▶ Exercise prompt: Omitting all pictures, print the lines of the listing from the one containing "cluster in the photo above." through the final line, both ends included, with no other text.

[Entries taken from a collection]
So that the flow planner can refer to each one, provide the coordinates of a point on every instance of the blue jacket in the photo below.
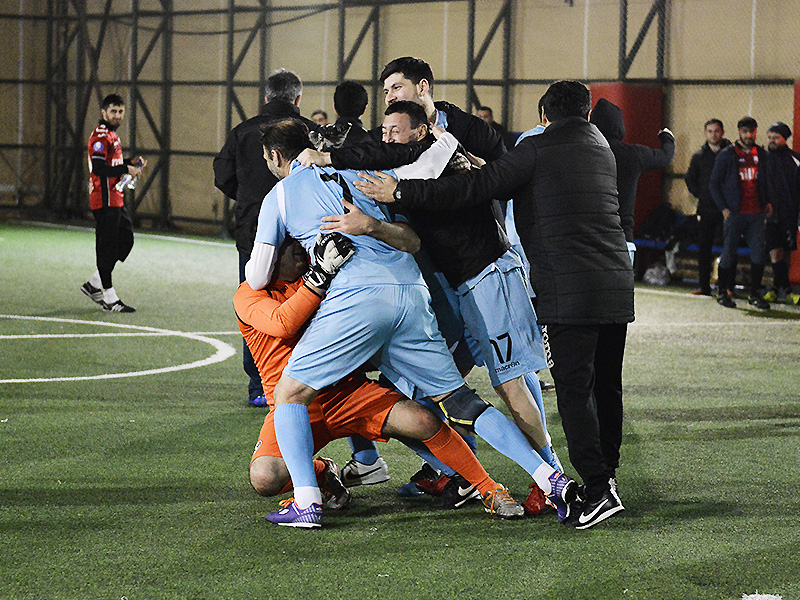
(724, 183)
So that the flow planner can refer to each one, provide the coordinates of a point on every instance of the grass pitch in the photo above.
(117, 485)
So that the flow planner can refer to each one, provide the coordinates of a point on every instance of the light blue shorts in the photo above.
(498, 313)
(391, 324)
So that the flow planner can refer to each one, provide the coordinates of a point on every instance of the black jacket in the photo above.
(461, 242)
(785, 188)
(632, 159)
(241, 173)
(475, 134)
(724, 182)
(699, 174)
(357, 133)
(565, 205)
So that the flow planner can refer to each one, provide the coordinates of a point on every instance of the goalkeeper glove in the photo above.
(331, 252)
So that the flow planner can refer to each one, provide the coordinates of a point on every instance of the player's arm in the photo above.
(355, 222)
(276, 318)
(102, 169)
(258, 270)
(432, 162)
(498, 179)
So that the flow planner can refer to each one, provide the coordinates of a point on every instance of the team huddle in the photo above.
(412, 275)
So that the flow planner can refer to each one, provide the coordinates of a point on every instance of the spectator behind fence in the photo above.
(632, 160)
(709, 216)
(320, 117)
(739, 188)
(781, 228)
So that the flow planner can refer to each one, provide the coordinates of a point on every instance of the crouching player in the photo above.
(272, 321)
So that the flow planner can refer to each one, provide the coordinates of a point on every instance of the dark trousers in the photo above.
(707, 227)
(113, 240)
(254, 388)
(587, 372)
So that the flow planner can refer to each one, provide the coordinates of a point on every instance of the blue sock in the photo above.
(428, 456)
(504, 436)
(293, 432)
(364, 451)
(532, 381)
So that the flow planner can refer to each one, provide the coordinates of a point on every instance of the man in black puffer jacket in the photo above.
(632, 159)
(565, 202)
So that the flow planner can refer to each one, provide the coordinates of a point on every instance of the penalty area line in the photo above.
(223, 350)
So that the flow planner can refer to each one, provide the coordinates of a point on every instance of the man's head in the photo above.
(407, 78)
(112, 109)
(283, 86)
(283, 140)
(714, 130)
(350, 99)
(292, 261)
(320, 117)
(566, 99)
(486, 113)
(777, 135)
(748, 128)
(404, 122)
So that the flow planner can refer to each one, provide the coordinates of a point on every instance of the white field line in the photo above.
(152, 236)
(223, 350)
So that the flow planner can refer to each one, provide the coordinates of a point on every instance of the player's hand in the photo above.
(310, 158)
(353, 222)
(331, 252)
(380, 186)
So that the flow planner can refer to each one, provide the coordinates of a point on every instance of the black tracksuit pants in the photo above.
(587, 371)
(113, 240)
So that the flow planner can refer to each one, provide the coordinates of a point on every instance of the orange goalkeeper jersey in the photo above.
(272, 321)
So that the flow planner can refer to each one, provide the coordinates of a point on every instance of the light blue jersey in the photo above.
(377, 306)
(295, 207)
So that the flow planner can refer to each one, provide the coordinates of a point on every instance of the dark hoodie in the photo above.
(632, 159)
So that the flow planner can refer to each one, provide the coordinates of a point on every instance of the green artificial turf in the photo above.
(137, 488)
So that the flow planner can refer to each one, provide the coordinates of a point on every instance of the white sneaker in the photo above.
(357, 473)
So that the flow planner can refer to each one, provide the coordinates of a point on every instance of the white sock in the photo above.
(542, 477)
(306, 496)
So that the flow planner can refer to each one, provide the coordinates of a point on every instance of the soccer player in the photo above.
(563, 184)
(113, 231)
(377, 306)
(272, 321)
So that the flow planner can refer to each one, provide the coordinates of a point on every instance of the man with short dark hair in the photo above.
(241, 174)
(709, 216)
(113, 231)
(320, 117)
(739, 187)
(350, 101)
(565, 200)
(409, 78)
(781, 228)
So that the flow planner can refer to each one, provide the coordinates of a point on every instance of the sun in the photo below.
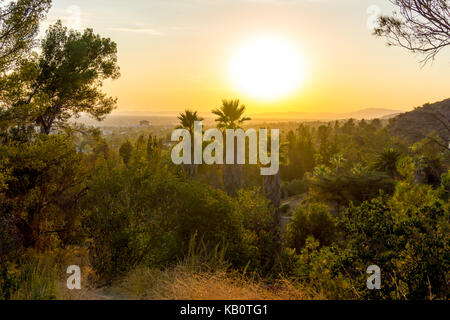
(267, 68)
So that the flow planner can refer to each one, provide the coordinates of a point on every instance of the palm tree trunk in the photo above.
(272, 190)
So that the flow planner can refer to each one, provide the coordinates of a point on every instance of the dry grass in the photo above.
(182, 283)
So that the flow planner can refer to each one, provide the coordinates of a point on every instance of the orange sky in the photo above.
(175, 54)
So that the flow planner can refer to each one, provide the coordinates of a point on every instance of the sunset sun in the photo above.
(267, 68)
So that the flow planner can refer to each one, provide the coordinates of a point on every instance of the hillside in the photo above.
(415, 125)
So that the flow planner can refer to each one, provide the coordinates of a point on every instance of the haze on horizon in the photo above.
(176, 54)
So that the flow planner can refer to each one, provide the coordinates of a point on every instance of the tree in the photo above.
(64, 80)
(126, 151)
(387, 162)
(187, 121)
(421, 26)
(18, 29)
(47, 181)
(231, 116)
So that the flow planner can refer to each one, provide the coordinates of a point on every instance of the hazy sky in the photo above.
(176, 54)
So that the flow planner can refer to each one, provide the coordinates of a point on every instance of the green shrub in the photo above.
(314, 220)
(295, 187)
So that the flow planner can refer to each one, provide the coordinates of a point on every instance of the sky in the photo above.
(176, 54)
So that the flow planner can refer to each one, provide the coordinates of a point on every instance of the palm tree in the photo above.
(231, 116)
(187, 121)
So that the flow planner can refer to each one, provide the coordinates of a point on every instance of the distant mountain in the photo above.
(417, 124)
(368, 114)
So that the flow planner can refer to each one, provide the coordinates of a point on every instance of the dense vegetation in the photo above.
(370, 197)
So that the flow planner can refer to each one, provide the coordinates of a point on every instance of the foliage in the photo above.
(314, 220)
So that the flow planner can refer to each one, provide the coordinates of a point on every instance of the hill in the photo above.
(417, 124)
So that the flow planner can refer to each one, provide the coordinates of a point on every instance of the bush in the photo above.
(295, 187)
(409, 243)
(314, 220)
(142, 213)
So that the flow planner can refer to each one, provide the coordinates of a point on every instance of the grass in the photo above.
(185, 283)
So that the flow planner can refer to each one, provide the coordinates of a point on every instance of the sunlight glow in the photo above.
(267, 68)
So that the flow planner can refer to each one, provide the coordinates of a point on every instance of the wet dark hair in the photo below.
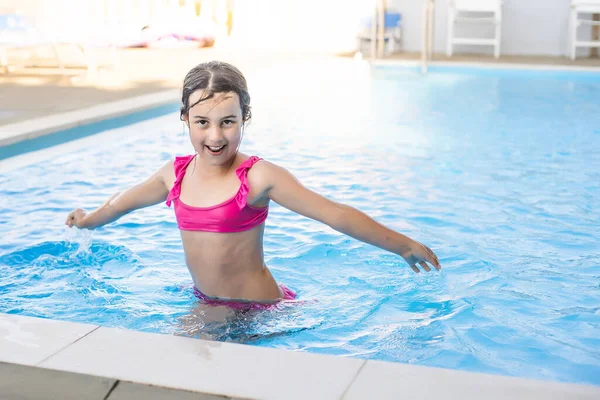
(215, 77)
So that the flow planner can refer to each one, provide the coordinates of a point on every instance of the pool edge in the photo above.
(315, 375)
(122, 112)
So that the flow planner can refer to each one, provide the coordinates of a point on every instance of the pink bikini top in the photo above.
(233, 215)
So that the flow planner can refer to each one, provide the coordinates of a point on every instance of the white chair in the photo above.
(582, 7)
(478, 11)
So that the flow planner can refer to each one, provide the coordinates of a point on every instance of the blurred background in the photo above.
(85, 52)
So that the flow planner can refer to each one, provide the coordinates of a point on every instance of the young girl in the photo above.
(221, 199)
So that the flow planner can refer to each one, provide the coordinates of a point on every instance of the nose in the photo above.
(215, 135)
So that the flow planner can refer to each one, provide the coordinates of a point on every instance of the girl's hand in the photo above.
(75, 218)
(418, 253)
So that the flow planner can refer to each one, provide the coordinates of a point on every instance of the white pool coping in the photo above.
(488, 65)
(233, 369)
(245, 371)
(30, 129)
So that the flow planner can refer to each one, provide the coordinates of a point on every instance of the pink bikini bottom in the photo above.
(241, 304)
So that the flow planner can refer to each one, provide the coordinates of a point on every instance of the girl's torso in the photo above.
(222, 223)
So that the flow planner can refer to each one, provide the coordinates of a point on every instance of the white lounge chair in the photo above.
(477, 11)
(582, 7)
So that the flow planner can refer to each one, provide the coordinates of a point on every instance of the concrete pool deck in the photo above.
(42, 358)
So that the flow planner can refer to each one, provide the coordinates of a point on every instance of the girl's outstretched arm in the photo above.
(150, 192)
(284, 189)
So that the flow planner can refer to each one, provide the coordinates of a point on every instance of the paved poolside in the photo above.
(31, 93)
(28, 93)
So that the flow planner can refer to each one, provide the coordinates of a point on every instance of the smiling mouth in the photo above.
(216, 150)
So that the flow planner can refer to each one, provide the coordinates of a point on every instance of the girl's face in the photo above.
(215, 126)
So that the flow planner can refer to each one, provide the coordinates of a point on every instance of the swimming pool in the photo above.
(496, 170)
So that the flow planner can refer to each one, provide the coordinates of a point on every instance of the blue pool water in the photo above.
(497, 171)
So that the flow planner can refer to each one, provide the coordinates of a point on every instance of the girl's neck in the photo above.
(210, 171)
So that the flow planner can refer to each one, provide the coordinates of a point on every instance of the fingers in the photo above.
(433, 260)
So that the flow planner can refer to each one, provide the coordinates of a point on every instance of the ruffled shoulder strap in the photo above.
(179, 166)
(242, 174)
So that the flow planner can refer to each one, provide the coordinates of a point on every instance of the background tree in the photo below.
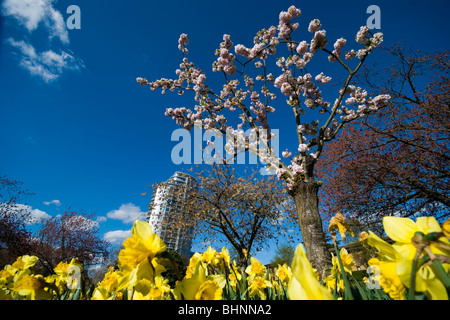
(15, 239)
(247, 211)
(284, 253)
(72, 235)
(248, 94)
(396, 162)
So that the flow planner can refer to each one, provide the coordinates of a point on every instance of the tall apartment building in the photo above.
(166, 206)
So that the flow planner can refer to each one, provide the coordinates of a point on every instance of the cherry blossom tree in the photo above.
(396, 162)
(247, 101)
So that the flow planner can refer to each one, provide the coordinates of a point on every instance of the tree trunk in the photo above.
(307, 204)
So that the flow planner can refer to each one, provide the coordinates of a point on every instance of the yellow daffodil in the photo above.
(32, 287)
(347, 261)
(142, 246)
(446, 228)
(137, 258)
(338, 222)
(257, 286)
(304, 284)
(210, 256)
(403, 230)
(389, 279)
(198, 286)
(363, 236)
(209, 290)
(427, 280)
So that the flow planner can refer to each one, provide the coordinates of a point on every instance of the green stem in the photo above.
(412, 281)
(347, 293)
(444, 275)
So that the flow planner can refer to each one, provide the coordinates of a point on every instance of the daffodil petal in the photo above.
(428, 224)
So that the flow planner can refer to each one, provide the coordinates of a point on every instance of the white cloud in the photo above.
(101, 219)
(117, 236)
(47, 65)
(55, 202)
(33, 216)
(127, 213)
(32, 13)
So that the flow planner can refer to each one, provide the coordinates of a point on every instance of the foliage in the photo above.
(282, 65)
(395, 162)
(247, 211)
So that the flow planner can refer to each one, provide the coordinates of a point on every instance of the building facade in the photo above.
(167, 208)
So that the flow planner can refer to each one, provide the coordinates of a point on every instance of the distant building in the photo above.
(166, 206)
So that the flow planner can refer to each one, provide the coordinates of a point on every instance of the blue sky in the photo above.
(77, 128)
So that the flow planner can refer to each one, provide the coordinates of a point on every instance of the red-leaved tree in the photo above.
(245, 101)
(396, 162)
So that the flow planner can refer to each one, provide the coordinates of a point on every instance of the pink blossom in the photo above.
(302, 47)
(314, 25)
(242, 50)
(319, 41)
(182, 41)
(142, 81)
(361, 36)
(302, 147)
(286, 154)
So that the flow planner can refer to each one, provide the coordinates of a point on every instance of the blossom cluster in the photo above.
(251, 98)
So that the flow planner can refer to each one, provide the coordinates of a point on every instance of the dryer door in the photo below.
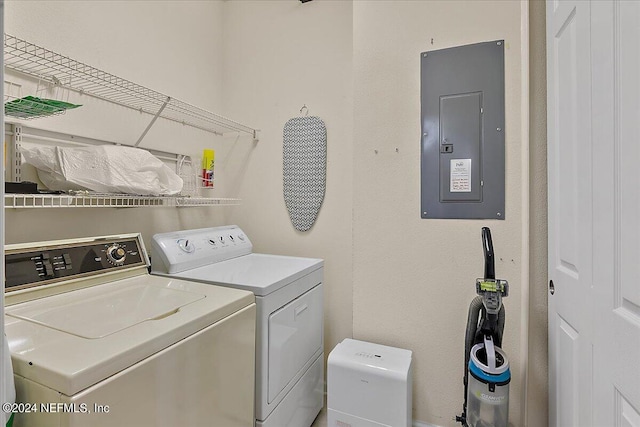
(295, 336)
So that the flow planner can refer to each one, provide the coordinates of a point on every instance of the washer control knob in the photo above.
(116, 254)
(186, 245)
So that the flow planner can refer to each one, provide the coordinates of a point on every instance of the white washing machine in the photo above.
(289, 299)
(96, 340)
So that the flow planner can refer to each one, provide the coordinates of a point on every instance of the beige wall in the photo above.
(414, 278)
(279, 56)
(537, 383)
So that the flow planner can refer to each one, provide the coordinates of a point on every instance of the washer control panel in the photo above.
(27, 267)
(187, 249)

▶ Result of this task:
So that the flow planner can refer to each one, provide the coordinates of a point on every instance of the blossom cluster in the photo above.
(251, 98)
So that the flow planner can refer to each one, provide the coordinates of a point on every instance of the dryer door in the photo below.
(295, 336)
So that the flow planner can refer to each one, provide the coordinates of a point on every instance of the washer control knob in the photo above.
(116, 254)
(186, 245)
So that the flow planner can refer to each one, provide the coordinates of a point on every instance of the white washing machine in the photo above.
(289, 299)
(96, 340)
So that the flow planner can refer to each one, provide the coordinates of a point on every instance of the beige wall in the photo above.
(414, 278)
(279, 56)
(537, 383)
So that the flow planner can refer to each one, provide the coordinates of a point on every instance of the washer control panel in the photo above.
(27, 267)
(187, 249)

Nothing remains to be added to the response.